## Exercise prompt
Reproduce the passage on diagnosing intrauterine abnormalities word for word, beginning at the words "Valenzano et al." and stopping after "et al., 2008).".

## Exercise passage
DOI: 10.3923/rjog.2011.44.50

Received: June 02, 2011; Accepted: July 13, 2011; Published: December 03, 2011


As the incidence of congenital anomalies of the intrauterine is higher in infertile women than in the fertile population, their accurate detection play a decisive role in the final therapeutic success and in restoring the fertility of female (Saravelos et al., 2008; Abu Halima and Javaid, 2011).

Valenzano et al. (2006) suggested that precise examination of the intrauterine space is often difficult using either the transabdominal or the endovaginal method. The main restriction of the sonographic diagnosis is that the intrauterine cavity is a virtual space (Dudiak, 2001).

In stance, hysteroscopy is established method for diagnosing the origin of intrauterine pathologies. Although this technique is valuable in discovery the origin of uterine abnormality, however, it might have complications and does not offer any data regarding asherman syndrome and myometrium. The non-invasive diagnostic procedures of option in the finding of intrauterine abnormality in patients should be simply applicable and capable determination of which invasive method may, subsequently, be appropriate (Yildizhan et al., 2008).

For example, Transvaginal Sonography (TVS) can be used to determine with high sensitivity polyps, submucosal myomas, endometrial hyperplasia and carcinoma (Osser and Valentin, 2011) however, this method may cannot diagnosis focal anomalies (Connor, 2011).

Saline Infusion Sonohysterography (SIS) is a diagnostic procedure consisting of an intrauterine infusion of saline solution through an injector during Transvaginal Ultrsonography (TVS) (Berridge and Winter, 2004). SIS lets demarcation of endometrial, submucosal and intrauterine cavity deformity (De Kroon et al., 2004).

In addition, it helps avoid invasive diagnostic procedures as well as optimize the preoperative process for the women requiring therapeutic intervention. It is easily and rapidly carried out at reasonable cost. Also, it is well tolerated and is virtually devoid of complications (Breitkopf et al., 2003; American Institute of Ultrasound in Medicine; American College of Obstetricians and Gynecologists; American College of Radiology, 2003).

## Stored data entries
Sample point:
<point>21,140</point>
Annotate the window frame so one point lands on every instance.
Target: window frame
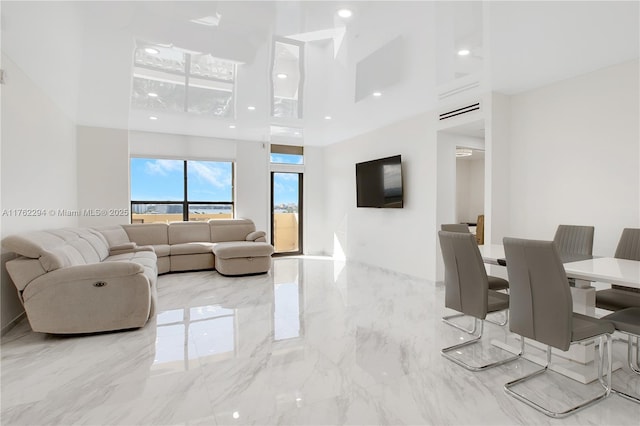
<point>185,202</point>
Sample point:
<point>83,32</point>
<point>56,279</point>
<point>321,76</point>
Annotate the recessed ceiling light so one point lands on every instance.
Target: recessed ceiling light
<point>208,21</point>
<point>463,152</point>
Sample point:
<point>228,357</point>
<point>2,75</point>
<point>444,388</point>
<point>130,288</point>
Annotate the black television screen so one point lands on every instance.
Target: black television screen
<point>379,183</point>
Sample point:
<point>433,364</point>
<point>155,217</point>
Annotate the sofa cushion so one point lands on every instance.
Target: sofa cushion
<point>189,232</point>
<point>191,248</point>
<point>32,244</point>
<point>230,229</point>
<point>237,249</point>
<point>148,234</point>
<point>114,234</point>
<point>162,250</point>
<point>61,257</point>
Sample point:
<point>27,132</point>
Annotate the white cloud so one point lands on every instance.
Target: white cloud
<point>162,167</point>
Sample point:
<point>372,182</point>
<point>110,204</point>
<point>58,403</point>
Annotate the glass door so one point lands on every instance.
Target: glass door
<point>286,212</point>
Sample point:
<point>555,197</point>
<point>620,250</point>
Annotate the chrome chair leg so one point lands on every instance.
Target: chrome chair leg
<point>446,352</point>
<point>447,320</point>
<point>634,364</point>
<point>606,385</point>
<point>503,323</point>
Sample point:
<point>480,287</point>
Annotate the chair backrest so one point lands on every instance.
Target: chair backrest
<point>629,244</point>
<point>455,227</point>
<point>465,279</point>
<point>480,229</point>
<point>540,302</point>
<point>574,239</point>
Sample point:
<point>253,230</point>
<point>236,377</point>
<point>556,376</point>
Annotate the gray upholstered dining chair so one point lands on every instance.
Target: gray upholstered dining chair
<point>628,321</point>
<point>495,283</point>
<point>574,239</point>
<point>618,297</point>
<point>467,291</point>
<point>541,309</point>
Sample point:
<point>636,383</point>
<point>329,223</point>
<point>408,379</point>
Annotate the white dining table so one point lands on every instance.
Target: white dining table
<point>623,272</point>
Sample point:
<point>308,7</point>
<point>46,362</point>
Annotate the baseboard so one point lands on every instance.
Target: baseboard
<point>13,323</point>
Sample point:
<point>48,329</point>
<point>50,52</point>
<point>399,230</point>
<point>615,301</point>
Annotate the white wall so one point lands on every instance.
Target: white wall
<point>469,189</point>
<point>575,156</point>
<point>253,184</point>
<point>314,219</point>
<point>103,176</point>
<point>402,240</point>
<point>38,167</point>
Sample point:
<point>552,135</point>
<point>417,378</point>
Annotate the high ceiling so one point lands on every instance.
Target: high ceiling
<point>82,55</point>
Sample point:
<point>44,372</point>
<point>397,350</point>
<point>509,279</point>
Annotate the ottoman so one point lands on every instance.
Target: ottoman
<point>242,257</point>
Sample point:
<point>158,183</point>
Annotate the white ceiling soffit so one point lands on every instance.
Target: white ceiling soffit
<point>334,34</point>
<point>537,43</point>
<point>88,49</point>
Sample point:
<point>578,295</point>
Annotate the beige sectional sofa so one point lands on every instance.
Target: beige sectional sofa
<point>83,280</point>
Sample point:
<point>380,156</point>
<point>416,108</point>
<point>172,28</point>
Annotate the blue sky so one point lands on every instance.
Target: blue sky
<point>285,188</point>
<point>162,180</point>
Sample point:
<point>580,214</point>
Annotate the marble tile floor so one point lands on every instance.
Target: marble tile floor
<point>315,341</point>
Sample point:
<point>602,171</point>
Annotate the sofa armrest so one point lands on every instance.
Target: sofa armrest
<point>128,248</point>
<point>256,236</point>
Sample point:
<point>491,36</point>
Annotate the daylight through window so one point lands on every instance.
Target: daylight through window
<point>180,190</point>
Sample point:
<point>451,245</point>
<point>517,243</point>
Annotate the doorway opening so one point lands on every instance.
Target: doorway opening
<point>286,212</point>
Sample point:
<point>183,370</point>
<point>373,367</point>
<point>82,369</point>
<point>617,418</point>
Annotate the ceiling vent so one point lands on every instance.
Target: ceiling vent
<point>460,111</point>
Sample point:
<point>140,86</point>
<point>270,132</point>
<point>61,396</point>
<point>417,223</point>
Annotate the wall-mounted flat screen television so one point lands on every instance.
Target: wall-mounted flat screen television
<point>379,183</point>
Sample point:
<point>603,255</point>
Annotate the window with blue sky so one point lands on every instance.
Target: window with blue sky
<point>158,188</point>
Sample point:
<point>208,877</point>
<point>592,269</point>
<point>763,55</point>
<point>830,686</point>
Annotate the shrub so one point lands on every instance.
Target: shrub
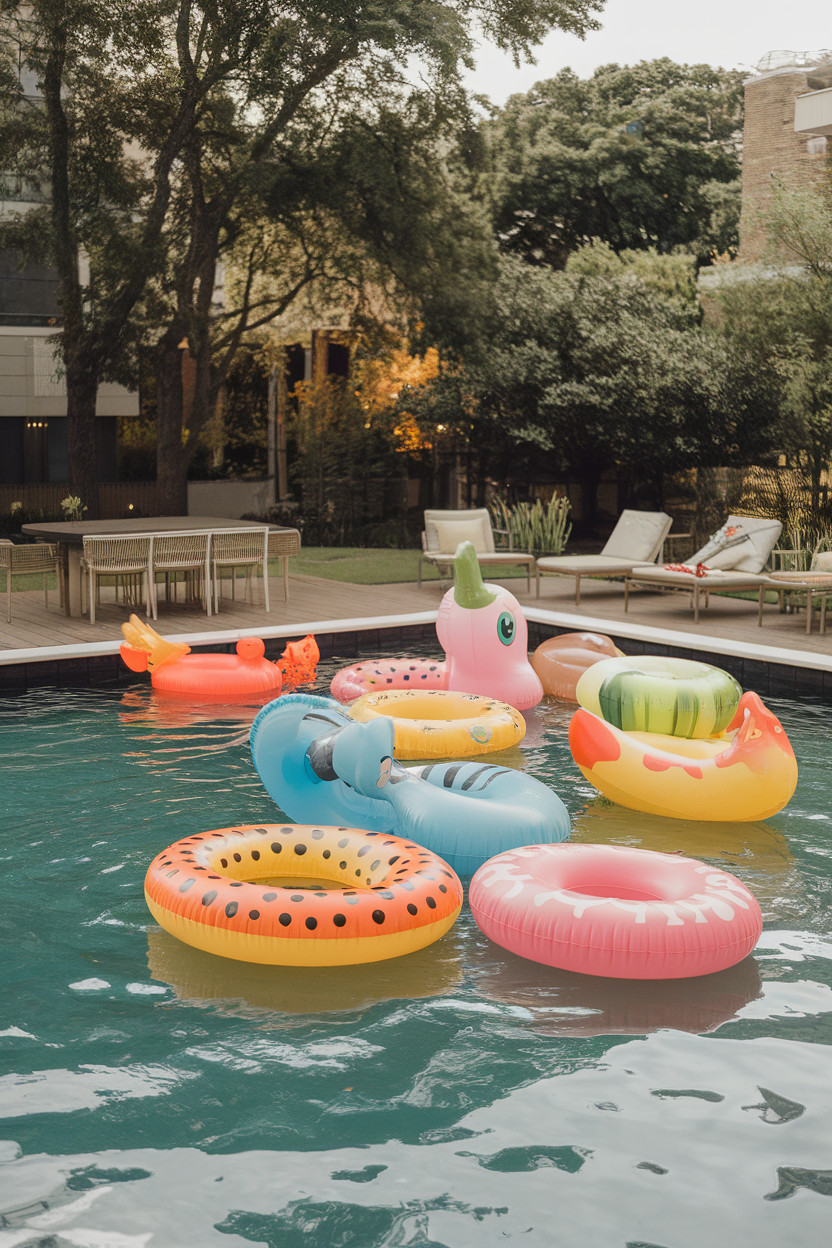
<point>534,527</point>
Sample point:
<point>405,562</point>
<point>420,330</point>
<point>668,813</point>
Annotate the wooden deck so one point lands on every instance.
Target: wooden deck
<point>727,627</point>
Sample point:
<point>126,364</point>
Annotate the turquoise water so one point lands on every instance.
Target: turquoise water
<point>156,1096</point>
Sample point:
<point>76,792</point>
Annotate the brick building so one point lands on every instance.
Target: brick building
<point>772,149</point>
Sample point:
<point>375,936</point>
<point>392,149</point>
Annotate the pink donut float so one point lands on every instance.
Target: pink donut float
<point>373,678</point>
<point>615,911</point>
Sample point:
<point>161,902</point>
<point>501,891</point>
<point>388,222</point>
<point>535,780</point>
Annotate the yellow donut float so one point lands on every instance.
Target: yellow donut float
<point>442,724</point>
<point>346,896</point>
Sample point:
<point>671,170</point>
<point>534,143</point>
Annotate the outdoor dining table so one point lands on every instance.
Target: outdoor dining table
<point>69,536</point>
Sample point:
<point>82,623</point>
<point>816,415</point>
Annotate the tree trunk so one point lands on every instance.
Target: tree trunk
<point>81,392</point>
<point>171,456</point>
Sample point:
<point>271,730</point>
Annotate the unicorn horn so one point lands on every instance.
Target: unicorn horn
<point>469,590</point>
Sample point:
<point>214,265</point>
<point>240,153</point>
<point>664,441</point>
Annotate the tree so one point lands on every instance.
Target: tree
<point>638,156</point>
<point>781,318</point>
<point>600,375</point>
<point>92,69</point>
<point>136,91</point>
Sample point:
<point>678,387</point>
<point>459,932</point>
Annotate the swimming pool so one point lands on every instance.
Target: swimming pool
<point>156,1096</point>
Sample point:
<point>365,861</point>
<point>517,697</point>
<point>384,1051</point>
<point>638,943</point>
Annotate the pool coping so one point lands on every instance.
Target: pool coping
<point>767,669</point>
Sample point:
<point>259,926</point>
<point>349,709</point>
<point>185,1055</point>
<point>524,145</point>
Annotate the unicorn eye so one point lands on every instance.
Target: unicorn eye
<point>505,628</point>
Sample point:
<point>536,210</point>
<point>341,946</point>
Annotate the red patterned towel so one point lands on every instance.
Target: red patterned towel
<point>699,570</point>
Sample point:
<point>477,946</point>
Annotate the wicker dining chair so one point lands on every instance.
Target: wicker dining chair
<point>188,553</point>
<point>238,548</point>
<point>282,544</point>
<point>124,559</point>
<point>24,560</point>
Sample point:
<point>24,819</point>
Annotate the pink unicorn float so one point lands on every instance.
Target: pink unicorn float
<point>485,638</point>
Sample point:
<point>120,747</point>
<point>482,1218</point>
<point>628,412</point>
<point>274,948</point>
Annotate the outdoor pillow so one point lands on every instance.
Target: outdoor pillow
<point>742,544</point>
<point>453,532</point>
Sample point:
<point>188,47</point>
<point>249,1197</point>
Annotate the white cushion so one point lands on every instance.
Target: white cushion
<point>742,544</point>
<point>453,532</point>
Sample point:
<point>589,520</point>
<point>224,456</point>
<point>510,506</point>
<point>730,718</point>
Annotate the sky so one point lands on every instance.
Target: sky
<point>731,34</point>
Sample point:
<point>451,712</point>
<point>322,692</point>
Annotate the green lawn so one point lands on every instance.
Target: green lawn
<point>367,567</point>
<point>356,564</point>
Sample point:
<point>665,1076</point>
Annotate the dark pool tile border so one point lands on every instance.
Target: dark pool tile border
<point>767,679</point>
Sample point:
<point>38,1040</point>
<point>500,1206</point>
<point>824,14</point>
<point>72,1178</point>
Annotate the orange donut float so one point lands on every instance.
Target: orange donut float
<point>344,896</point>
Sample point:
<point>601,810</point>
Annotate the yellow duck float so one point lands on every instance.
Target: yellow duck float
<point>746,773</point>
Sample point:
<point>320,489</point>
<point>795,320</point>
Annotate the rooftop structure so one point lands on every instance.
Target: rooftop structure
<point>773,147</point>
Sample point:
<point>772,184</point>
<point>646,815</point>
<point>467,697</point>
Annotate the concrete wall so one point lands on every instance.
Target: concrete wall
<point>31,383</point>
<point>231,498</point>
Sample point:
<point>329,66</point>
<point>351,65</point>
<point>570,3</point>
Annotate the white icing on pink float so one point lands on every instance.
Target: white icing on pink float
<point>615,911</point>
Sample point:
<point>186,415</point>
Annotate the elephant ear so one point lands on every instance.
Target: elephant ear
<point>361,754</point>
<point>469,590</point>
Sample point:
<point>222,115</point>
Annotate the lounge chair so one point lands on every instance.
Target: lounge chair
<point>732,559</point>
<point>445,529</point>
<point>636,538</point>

## Task response
Valenzano et al. (2006) suggested that precise examination of the intrauterine space is often difficult using either the transabdominal or the endovaginal method. The main restriction of the sonographic diagnosis is that the intrauterine cavity is a virtual space (Dudiak, 2001).

In stance, hysteroscopy is established method for diagnosing the origin of intrauterine pathologies. Although this technique is valuable in discovery the origin of uterine abnormality, however, it might have complications and does not offer any data regarding asherman syndrome and myometrium. The non-invasive diagnostic procedures of option in the finding of intrauterine abnormality in patients should be simply applicable and capable determination of which invasive method may, subsequently, be appropriate (Yildizhan et al., 2008).